*** Opening READING TEXT ***

Update Issue: The image doesn't update consistently, but it's a start.
Pixel Calculation Error: There's an issue with pixel calculations somewhere in the code.

libass requires ass_render_frame to be called for every frame. So, how should the ImageCue handle StartTime and Duration in this context?

MediaPlayerCS

PotPlayer:

Jan 01 '25 04:01 ramtinak

Using ImageCues for ASS rendering is not suitable. It just doesn't go together. ImageCue timed tracks are for static bitmap subtitles like dvdsub, dvbsub or HDMV/PGS.

Even though the definition of ASS events involves a start time and a duration, an ASS event doesn't necessarily stand for a bitmap which remains static (unchanged) over the duration of an event - but that's what ImageCue bitmaps are designed for.

Also, there's another mismatch: ASS event can overlap in time, so there can multiple be active at the same time. You are creating an ImageCue for each ASS event - which would still be fine in case of static bitmaps and without libass. But libass doesn't render any output that is related to a specific ASS event, so in turn it also can't render anything that is related to a specific image cue.

Even further, an ImageCue is supposed to have a fixed position and size, but libass doesn't give you anything like that. Both can change from frame to frame.

The overall conclusion is simply that TimedMetadataTrack and ImageCue aren't a suitable APIs for the way how libass is rendering its output: frame-wise (not per ass-event)

You need to call ass_render_frame() once for each video frame being shown (or for every second one, etc..) and when detect_change is 1, you need to bring that output on screen in some way.

Jan 01 '25 06:01 softworkz

In case when you would want to render ass subs statically without animation:

That would of course be possible with ImageCues - but the problem here is that the FFmpegInteropX SubtitleProvider base implemention is not suitable for this, since it assumes that each AVPacket would create one MediaCue and that doesn't work out in this case.

It would work like this:

Feed all ASS events (AVPacket) into libass (this happens on the start of playback, because ASS subs are not interleaved in the stream)
While doing so, for each ASS event
- Modify the event to strip all animations (I have code for that)
- Put start and end time of each event into a list of time stamps (1 dimensional, without distinction of start and end)
Finally, distinct and sort that list
Now, iterate through that list and for each timestamp
- ass_render an image
- use graphical algorithms to detect regions with content
- create an image cue for each regiion
- all have the same start and duration (from current time to next timestamp in the list)

Finally, there's one problem to solve: You don't want to create all the images on playback start, so you need to synchronize in some way with the playback position and make sure you only create image cues for e.g. the next 30s.

This will give you static non-animated rendering of ASS subs - and that can be done using ImageCue. You also don't need to care about the rendering but let Windows Media to it (so no listening to cue entered events).

PS: Happy New Year as well!

Jan 01 '25 07:01 softworkz

Happy new year everyone! Excellent work. This is an important milestone. We can modify the SubtitleProvider to return a list of ImageCues, one for each individual frame in the animation.

*** Closing READING TEXT ***

- _PROBLEMS AND TASKS_
• a. In the libass thread, copy the passage from "Finally, distinct and" to "the next 30s.", substituting "time point" for "timestamp".
• b. According to the libass thread, what kind of subtitles are ImageCue timed tracks meant for?
The entries below have nothing to do with the libass thread.

*** Opening DATA PROVIDED ***

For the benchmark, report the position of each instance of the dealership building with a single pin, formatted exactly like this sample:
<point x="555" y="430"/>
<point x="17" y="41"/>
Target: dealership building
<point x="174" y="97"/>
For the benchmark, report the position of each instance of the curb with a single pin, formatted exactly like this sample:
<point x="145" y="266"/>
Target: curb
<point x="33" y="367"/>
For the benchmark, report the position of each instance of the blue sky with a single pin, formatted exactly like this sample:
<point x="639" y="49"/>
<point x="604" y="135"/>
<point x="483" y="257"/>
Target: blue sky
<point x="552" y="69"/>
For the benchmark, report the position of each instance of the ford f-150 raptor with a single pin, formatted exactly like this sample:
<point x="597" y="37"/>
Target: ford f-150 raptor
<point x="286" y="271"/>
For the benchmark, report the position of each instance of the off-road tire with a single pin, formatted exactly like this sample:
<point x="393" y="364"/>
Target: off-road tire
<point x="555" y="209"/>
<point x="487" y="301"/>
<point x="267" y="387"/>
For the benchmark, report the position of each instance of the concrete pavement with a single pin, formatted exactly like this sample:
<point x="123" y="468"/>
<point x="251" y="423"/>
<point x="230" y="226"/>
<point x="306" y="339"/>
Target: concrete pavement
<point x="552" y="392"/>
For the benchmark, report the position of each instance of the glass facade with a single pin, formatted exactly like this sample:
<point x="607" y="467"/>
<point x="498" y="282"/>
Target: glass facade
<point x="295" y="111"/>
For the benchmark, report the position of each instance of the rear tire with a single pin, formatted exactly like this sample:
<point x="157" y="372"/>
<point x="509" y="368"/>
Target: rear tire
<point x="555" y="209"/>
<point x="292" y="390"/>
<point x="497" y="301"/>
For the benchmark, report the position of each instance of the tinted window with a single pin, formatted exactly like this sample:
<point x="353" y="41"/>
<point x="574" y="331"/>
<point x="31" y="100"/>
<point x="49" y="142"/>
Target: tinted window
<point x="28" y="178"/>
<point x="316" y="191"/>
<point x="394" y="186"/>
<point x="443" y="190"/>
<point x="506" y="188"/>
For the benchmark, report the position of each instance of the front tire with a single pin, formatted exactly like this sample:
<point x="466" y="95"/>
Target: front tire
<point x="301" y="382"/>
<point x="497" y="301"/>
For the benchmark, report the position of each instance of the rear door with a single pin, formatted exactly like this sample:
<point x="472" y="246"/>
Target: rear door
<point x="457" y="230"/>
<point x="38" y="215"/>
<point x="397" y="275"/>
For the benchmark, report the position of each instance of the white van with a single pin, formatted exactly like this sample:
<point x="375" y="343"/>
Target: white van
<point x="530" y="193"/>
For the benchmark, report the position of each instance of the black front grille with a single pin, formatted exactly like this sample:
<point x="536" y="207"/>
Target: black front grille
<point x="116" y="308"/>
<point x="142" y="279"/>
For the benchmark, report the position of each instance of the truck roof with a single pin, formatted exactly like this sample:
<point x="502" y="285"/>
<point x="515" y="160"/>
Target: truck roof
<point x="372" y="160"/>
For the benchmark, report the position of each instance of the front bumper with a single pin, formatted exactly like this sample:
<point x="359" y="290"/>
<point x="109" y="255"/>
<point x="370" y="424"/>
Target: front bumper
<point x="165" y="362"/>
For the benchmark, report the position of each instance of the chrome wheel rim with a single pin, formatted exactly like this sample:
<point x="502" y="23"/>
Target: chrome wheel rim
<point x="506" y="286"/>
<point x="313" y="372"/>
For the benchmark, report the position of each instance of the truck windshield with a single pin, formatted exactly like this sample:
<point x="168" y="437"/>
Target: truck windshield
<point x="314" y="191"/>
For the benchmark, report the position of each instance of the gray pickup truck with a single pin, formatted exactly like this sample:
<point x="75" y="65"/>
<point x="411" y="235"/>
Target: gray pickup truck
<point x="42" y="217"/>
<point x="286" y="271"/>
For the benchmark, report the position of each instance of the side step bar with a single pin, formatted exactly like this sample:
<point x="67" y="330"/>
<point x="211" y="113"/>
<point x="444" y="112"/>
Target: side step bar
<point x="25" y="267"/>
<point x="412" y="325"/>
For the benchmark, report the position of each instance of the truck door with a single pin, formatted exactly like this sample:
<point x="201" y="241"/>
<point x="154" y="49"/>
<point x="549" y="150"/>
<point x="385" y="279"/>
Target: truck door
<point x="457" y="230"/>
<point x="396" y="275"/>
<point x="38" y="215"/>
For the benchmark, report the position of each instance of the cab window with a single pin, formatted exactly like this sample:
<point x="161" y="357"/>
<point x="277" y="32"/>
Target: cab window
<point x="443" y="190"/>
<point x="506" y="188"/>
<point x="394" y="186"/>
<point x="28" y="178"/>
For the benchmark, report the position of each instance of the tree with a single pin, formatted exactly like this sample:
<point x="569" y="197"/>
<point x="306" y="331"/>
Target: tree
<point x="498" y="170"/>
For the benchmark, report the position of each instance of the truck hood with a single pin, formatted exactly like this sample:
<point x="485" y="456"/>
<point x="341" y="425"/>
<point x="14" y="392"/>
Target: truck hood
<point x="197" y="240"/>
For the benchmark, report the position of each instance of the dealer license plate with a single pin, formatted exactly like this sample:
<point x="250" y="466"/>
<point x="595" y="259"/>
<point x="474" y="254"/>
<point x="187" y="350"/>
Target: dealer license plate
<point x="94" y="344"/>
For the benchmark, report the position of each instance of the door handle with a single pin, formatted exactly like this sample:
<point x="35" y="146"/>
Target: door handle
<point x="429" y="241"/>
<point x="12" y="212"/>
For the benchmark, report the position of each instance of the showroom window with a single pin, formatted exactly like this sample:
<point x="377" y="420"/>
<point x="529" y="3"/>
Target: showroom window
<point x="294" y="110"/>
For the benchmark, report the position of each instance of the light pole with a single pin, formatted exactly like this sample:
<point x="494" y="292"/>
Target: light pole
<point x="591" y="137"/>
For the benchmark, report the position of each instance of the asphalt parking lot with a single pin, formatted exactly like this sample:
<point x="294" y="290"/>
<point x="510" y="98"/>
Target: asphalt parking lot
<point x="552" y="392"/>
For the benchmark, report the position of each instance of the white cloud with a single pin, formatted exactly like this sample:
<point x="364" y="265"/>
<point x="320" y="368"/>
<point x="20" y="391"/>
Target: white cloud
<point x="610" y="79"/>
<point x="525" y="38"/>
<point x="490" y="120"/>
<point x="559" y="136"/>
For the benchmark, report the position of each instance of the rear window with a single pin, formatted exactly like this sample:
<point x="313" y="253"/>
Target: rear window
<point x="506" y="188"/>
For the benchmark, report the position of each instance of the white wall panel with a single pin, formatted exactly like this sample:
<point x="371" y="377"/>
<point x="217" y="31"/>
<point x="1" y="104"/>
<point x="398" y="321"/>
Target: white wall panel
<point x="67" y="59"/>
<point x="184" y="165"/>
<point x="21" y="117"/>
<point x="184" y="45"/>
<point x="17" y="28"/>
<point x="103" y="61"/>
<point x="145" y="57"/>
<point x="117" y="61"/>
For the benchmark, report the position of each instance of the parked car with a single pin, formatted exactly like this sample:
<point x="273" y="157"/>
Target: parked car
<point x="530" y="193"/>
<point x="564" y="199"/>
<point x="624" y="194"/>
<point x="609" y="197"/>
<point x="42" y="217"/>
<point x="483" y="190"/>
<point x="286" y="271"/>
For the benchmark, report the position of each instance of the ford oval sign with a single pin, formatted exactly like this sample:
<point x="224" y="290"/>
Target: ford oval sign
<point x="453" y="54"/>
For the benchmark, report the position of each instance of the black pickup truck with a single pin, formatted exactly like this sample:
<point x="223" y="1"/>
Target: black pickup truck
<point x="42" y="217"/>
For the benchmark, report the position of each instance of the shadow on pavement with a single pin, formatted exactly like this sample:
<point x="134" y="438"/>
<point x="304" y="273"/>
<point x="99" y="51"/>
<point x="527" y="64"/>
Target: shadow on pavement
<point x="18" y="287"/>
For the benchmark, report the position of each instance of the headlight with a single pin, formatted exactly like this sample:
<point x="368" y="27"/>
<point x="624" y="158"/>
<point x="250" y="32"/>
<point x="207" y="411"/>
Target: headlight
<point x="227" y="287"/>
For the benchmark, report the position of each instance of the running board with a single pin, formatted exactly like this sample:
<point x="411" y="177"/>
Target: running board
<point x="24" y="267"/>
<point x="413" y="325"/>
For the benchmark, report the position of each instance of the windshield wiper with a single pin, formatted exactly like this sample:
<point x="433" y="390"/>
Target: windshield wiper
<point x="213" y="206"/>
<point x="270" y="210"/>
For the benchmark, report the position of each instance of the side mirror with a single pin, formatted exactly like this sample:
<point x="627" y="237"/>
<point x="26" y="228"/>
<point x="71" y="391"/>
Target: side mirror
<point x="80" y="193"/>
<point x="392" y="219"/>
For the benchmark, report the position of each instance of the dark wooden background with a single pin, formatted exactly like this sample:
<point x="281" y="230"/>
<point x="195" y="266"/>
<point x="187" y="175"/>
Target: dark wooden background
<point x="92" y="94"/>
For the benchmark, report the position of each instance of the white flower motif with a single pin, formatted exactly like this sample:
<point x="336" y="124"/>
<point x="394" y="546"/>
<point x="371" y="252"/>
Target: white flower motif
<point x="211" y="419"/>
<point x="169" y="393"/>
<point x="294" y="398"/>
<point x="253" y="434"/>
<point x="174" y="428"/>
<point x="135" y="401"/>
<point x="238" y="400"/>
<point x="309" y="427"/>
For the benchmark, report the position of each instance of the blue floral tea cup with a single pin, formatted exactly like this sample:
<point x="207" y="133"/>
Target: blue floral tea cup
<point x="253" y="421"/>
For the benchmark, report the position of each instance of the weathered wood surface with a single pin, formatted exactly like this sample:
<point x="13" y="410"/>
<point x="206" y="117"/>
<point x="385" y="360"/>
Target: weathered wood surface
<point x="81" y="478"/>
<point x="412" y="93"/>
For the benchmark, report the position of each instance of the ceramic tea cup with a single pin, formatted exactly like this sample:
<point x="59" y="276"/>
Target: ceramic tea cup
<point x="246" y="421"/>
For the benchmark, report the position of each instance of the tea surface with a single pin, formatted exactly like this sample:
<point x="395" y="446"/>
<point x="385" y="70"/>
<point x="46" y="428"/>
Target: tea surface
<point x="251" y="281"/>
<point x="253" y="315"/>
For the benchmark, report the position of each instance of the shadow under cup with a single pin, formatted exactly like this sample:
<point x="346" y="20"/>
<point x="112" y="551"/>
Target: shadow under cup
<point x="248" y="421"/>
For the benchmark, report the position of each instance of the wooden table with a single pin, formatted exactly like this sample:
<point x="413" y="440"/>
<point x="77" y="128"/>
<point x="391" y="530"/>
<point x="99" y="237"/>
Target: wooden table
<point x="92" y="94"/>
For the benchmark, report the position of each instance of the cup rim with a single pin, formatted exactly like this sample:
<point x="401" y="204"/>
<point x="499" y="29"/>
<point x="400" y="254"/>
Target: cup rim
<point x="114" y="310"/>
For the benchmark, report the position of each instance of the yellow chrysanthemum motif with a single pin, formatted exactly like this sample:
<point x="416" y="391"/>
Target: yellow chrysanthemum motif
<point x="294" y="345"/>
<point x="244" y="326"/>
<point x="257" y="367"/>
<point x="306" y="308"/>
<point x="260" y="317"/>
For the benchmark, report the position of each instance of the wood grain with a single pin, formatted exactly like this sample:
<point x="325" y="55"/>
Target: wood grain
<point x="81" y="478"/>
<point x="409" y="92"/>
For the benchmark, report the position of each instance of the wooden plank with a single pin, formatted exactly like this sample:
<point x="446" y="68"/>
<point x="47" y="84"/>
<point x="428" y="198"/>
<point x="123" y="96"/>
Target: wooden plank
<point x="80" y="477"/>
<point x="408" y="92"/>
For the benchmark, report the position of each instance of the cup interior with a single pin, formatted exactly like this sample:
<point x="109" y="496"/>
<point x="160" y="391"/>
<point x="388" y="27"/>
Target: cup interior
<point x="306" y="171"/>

*** Closing DATA PROVIDED ***

- _ANSWERS FOR THE TASKS_
• a.
Finally, distinct and sort that list
Now, iterate through that list and for each time point
- ass_render an image
- use graphical algorithms to detect regions with content
- create an image cue for each regiion
- all have the same start and duration (from current time to next time point in the list)

Finally, there's one problem to solve: You don't want to create all the images on playback start, so you need to synchronize in some way with the playback position and make sure you only create image cues for e.g. the next 30s.

• b. Static bitmap subtitles such as dvdsub, dvbsub, or HDMV/PGS.